◆ **DIRECTION**
Name every country mentioned in the forum thread below.

◆ **PAGE EXTRACT**
+ + +

Va Secretary McDonald (LTC Ret) was a Airborne Ranger in the 82nd, which is apparently the same thing as Special Forces, so what gives???


----------



## Gunz (Jun 1, 2016)

Joe Cortina AKA Ricky AKA :troll:

If I'm wrong no apology forthcoming. This is like no Ranger I've ever met.


----------



## DasBoot (Jun 1, 2016)

Ocoka One said:


> Joe Cortina AKA Ricky AKA :troll:
> 
> If I'm wrong no apology forthcoming. This is like no Ranger I've ever met.


I mean he does claim C co so....:-"


----------



## SpongeBob*24 (Jun 1, 2016)

He is legit, I vouch for him

We went to MIT together for 17 degrees, bored with all the college chicks and homework we went to NASA with ideas for this international space station thingy....and Mars rovers which NASA loved....they made billions but money meant nothing to us.

After that life was so easy we decided to do the Military thing so we both joined up with 18X 40 option SEAL AFSOC Raider contracts and served as Para Troop Commanders then later Ambassadors for Embassies all over the World in some of the most scariest places like: Sweden, Finland, Brazil, and anywhere else the chicks are beautiful!

+ + +

◆ **DATA SHOWN**
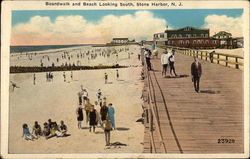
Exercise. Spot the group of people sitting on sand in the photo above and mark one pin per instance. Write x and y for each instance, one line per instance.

+ + +

◆ **REPLY TO THE TASK**
Sweden, Finland, Brazil